_Selected text_
------------------------
RICKI AND THE FLASH Review: Off-Key, Out Of Tune, Emotionally True

What does it take to make a technically bad movie good?

Let me share with you an existential critical crisis. Ricki and The Flash is, by all the standards with which I usually judge movies, not good. It’s a structural mess, not having any kind of a third act or character arcs that work. It’s shot in such constant close-up that, even for a Jonathan Demme movie, it feels claustrophobic. And the editing is often blunt and jarring - and it doesn’t seem to be purposeful.

Yet I was moved by the movie. Deeply moved at the end by a scene that is so dramatically unearned as to approach being a parody. I found myself tearing up at a phony finale that should have had me groaning. How does this happen? How does a movie that I can objectively see is not working somehow work?

In Ricki and The Flash Meryl Streep is the titular Ricki, playing guitar and singing in a bar band deep in the San Fernando Valley. That’s what she does at night; by day she’s doing check out at a legally distinct from Whole Foods grocery store and filing for bankruptcy. It’s not much, but it’s her life.

That life is interrupted by a call from her ex - their daughter’s marriage has fallen apart and she’s taking it very hard. Ricki goes out to visit the family in the midwest, transitioning from her ratty LA apartment to an enormous McMansion, and dealing with the sons, daughter and husband she left behind decades ago to pursue a failed career in rock stardom.

What happens next never rises to the level of cliche, and Diablo Cody’s script doesn’t go for the easy targets. This isn’t about an uptight family learning how to loosen up from their wild mom, and it isn’t about the lost woman finding her way home. It’s about something more ephemeral - the power of forgiveness. But the problem is nobody figures out how to dramatize that.

Streep is terrific as Ricki, full of boozy life. She redefines being a senior, and Ricki is fully sexual and physical and alert and alive. In lesser hands Ricki would be unlikable - she simply never accepts that maybe leaving her family wasn’t the right choice - but Streep charms.
------------------------
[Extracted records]
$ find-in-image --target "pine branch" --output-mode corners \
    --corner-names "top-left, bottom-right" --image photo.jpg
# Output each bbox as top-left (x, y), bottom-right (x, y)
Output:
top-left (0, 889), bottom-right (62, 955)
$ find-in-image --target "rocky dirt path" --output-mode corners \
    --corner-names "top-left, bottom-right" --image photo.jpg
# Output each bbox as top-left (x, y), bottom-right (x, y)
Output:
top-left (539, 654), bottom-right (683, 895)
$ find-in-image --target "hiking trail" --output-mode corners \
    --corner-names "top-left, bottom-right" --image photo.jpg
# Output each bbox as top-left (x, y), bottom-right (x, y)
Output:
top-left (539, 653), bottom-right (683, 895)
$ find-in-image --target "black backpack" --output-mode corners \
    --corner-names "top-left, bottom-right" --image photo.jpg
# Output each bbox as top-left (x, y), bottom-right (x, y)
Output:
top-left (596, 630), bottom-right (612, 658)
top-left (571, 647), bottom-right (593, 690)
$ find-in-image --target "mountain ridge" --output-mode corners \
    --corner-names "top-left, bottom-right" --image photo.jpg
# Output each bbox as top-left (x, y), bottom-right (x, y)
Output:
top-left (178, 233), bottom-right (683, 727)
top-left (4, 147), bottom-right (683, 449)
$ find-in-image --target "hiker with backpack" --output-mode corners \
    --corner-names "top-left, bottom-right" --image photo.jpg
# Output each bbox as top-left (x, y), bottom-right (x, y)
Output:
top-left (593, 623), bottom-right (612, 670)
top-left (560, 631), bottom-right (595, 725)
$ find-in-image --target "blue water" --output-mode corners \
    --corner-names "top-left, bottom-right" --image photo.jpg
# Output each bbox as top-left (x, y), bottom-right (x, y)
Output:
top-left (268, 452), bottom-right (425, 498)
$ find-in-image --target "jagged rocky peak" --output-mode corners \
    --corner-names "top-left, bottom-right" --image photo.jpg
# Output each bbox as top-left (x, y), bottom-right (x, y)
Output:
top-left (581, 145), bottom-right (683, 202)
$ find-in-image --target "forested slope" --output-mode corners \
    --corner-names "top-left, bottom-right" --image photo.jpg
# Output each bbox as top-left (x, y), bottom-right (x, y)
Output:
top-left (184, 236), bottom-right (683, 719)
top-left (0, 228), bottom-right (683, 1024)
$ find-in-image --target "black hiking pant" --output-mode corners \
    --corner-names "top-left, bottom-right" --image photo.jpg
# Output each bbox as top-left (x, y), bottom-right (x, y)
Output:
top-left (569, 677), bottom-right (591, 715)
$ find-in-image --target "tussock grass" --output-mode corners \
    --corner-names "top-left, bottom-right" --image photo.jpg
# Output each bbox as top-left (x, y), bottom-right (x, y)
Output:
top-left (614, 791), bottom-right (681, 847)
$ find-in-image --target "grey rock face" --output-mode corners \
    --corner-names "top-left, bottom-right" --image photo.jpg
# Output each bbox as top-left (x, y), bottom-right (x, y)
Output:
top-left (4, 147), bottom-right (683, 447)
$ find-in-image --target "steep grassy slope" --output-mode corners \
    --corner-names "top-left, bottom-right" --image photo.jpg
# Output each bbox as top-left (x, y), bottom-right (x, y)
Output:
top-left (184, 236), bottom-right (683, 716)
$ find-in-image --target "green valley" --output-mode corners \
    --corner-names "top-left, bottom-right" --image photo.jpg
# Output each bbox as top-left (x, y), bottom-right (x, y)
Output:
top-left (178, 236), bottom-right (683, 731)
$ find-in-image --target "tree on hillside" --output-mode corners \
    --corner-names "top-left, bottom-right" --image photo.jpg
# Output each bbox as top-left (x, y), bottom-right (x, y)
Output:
------------------------
_Required action 1_
Transcribe verbatim the passage of the Ricki and The Flash review that runs from "What happens next" down to "but Streep charms.".
_Required action 2_
Write the next part of the Ricki and The Flash review, beginning after its last sentence.

_Your response 1_
What happens next never rises to the level of cliche, and Diablo Cody’s script doesn’t go for the easy targets. This isn’t about an uptight family learning how to loosen up from their wild mom, and it isn’t about the lost woman finding her way home. It’s about something more ephemeral - the power of forgiveness. But the problem is nobody figures out how to dramatize that.

Streep is terrific as Ricki, full of boozy life. She redefines being a senior, and Ricki is fully sexual and physical and alert and alive. In lesser hands Ricki would be unlikable - she simply never accepts that maybe leaving her family wasn’t the right choice - but Streep charms.

_Your response 2_
That refusal is intriguing; women never get to be the aging fuck-ups in movies, it’s always men leaving their families to find stardom or their dreams. Am I having a sexist reaction by finding Ricki’s lack of regret so irritating? I think I’m reacting more to a trope being busted - the prodigal son/father is supposed to return home to learn family is more important than work. The fact that Ricki never comes to this conclusion makes the seas of formula on which Ricki and The Flash sails choppy; that’s a good thing… when handled well. I’m not sure Ricki and The Flash handles it well.

What I think is happening at the end of the movie, where everybody just forgets all their problems with each other and starts dancing through the end credits, is that Cody and Demme are trying to make a film about sheer, unqualified forgiveness. It’s not about earning the forgiveness or demanding something in exchange for forgiveness - it is simply about giving the forgiveness, both to others and yourself. That’s part of what hit me emotionally in the finale - an almost overwhelming wave of love that comes from true forgiveness. It works - somehow! - in the film despite never being dramatized.

I have said before that cinema is alchemy, that it takes lead and transmutes it into emotional gold. Alchemy pretends to be science, but it’s really magic in the trappings of science, and that’s the movies too - you can write a million books about the mechanics of narrative and storytelling and movies and how editing works on a neurological level but none of that matters in the face of the magic. There’s magic in Ricki and The Flash, and I think some of it comes in the casting of Mamie Gummer in the role of Ricki’s daughter. The magic there is because Gummer is Streep’s real daughter.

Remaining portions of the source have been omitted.